◆ Set task ◆
List every line of the records below that contains the word "leaf", copying each line in full. Case counts.

◆ Point placement records ◆
____

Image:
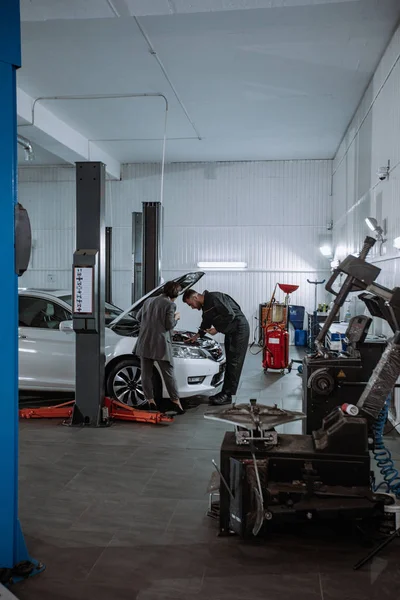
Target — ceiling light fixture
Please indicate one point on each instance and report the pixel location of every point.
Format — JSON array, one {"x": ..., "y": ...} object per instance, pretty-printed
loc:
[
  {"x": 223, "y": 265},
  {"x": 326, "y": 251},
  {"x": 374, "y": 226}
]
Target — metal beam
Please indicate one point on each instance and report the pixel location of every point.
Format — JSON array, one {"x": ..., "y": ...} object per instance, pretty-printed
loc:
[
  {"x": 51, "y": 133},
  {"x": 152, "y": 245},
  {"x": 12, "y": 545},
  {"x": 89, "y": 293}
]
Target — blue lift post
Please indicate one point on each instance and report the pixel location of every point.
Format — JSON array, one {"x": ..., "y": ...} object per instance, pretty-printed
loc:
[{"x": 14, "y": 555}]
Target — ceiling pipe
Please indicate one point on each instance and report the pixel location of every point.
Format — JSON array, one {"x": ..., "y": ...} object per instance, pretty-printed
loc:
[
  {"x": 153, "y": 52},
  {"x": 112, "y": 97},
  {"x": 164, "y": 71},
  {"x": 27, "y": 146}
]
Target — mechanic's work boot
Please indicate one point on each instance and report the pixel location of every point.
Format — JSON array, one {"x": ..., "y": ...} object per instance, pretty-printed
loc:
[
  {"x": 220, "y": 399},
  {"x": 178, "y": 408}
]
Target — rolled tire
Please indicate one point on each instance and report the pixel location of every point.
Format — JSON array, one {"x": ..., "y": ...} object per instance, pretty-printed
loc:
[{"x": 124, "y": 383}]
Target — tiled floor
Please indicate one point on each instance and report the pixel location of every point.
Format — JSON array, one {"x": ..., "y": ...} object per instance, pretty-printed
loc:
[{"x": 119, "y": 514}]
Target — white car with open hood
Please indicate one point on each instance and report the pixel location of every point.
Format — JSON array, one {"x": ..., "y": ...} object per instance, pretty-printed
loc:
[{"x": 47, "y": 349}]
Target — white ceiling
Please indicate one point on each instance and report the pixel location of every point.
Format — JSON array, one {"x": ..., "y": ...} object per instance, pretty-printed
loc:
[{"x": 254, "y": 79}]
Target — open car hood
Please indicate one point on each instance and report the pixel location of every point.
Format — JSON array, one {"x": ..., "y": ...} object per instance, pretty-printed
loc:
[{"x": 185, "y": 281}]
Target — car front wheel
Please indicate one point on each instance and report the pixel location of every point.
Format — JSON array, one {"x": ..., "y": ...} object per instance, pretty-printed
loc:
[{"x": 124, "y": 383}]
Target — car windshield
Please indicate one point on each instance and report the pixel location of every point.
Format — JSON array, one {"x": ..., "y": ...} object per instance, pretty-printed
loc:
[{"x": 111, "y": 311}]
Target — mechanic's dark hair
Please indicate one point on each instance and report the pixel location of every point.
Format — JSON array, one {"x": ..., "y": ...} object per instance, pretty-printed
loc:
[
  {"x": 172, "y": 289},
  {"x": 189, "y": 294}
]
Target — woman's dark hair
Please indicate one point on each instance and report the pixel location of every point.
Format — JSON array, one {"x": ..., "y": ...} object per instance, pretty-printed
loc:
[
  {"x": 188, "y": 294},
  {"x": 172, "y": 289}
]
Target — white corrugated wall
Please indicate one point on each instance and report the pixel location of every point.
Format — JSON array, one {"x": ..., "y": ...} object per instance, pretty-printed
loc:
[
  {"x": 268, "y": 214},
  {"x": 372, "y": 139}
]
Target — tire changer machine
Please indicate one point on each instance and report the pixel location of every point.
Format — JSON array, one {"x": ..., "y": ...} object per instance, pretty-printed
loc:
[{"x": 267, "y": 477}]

____

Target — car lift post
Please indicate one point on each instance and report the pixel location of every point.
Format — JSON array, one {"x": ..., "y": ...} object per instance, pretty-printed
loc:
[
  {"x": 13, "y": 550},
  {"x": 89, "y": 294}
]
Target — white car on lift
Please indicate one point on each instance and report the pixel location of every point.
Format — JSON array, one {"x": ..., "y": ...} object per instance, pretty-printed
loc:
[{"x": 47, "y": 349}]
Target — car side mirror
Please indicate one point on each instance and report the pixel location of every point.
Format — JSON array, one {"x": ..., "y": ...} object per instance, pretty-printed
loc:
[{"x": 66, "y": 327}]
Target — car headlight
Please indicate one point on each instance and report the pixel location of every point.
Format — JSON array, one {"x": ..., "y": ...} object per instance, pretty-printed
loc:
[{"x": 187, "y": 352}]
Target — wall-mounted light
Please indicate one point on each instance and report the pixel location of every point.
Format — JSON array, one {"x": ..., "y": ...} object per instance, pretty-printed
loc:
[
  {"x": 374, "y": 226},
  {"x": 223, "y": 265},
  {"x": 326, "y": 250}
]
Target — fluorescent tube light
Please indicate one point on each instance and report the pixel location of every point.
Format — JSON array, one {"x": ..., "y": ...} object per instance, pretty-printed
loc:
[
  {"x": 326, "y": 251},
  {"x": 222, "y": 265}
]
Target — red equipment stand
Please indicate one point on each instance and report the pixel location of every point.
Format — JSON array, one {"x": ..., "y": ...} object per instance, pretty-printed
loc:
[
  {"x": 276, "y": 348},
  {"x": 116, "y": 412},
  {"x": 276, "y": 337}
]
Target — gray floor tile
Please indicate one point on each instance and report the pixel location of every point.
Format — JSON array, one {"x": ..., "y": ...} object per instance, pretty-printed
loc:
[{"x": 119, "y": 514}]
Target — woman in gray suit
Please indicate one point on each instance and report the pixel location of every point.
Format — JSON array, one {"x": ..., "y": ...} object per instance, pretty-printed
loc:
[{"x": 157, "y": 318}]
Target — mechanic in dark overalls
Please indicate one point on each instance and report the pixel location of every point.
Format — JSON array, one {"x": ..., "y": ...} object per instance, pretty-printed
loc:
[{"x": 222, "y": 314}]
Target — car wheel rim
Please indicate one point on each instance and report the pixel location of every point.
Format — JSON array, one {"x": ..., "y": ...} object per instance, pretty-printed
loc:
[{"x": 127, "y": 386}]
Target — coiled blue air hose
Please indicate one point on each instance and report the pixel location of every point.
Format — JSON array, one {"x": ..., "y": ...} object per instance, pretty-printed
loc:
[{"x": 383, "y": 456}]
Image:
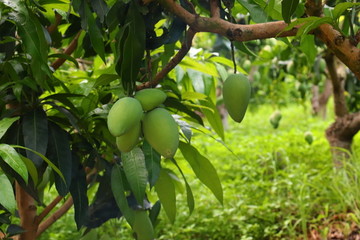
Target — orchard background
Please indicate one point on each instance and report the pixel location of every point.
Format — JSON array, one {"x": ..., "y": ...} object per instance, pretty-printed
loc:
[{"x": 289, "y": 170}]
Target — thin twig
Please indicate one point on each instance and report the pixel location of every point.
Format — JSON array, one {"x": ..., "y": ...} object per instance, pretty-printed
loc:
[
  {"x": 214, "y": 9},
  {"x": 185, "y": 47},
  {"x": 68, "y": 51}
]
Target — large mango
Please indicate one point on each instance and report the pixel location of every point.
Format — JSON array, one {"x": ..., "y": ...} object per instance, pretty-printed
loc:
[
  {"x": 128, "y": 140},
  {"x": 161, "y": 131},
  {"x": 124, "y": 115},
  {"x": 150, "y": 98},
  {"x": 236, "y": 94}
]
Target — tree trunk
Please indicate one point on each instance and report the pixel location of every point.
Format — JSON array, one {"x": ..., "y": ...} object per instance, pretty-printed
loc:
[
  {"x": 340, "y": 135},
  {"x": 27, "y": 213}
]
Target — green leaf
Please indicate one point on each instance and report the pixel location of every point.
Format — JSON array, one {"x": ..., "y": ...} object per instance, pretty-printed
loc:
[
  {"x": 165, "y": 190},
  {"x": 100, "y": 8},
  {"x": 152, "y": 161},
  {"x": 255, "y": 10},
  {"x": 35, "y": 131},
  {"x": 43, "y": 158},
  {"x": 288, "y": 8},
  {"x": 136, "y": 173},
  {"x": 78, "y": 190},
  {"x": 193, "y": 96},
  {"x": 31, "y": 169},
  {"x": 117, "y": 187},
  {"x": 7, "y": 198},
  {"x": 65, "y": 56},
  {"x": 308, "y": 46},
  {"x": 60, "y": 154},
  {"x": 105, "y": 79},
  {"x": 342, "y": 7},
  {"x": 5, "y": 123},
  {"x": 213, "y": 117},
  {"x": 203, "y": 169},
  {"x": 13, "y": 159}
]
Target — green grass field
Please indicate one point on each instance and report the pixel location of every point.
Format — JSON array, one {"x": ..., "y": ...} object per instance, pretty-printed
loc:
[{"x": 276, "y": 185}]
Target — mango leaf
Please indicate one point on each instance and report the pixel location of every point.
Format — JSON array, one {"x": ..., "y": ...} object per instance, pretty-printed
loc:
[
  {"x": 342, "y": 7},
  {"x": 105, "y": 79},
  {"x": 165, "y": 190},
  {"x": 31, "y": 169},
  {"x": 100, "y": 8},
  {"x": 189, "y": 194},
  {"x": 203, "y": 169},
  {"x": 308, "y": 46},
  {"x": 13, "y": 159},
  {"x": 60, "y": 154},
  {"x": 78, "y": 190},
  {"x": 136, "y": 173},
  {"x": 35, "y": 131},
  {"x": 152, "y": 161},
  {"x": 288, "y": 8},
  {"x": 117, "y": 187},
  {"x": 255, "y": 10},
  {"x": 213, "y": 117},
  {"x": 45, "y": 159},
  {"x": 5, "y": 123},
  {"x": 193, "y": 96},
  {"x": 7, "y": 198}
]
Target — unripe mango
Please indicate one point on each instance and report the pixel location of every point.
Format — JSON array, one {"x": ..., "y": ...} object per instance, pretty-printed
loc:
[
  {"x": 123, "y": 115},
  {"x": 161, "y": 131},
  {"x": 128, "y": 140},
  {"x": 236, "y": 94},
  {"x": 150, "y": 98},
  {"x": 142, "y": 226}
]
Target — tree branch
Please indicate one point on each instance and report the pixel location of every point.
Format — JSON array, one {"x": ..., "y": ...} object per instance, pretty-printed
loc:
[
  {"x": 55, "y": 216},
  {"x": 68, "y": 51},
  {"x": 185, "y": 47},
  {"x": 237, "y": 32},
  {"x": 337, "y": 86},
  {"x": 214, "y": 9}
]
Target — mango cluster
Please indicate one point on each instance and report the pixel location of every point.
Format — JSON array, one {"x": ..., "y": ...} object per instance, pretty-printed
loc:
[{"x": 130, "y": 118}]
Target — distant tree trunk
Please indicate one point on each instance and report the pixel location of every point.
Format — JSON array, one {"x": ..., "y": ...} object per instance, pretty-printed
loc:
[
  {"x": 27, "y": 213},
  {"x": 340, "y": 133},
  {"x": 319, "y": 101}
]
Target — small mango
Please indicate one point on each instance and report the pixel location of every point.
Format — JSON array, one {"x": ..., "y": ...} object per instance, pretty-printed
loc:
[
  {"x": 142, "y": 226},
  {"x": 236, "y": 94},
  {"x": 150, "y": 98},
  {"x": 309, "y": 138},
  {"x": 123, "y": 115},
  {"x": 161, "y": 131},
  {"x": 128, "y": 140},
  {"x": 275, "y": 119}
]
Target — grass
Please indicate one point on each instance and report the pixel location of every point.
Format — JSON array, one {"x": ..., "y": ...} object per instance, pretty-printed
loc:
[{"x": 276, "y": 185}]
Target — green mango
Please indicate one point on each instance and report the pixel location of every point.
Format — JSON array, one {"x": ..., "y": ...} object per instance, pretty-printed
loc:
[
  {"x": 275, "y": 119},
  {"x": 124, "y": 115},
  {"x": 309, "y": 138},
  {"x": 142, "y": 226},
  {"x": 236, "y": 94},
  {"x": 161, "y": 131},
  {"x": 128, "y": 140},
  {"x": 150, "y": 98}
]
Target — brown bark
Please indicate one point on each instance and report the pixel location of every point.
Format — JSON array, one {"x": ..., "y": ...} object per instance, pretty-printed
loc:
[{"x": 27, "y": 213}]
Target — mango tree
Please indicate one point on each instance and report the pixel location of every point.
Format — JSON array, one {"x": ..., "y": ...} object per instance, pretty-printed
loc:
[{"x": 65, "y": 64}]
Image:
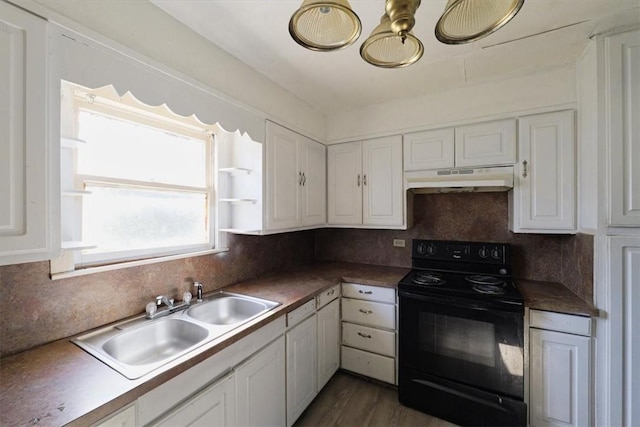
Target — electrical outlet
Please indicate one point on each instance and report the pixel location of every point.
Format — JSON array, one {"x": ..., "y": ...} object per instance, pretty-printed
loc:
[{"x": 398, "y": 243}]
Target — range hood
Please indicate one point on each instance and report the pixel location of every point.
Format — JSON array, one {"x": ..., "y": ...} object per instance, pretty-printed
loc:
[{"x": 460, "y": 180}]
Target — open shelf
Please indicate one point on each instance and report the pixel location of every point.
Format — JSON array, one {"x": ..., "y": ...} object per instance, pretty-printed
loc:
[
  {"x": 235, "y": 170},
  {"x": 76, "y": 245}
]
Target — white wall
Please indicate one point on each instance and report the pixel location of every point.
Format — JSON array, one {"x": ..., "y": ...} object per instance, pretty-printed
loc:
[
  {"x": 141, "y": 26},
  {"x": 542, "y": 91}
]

____

◆ Full solution ◆
Target — green leaf
Target — mango leaf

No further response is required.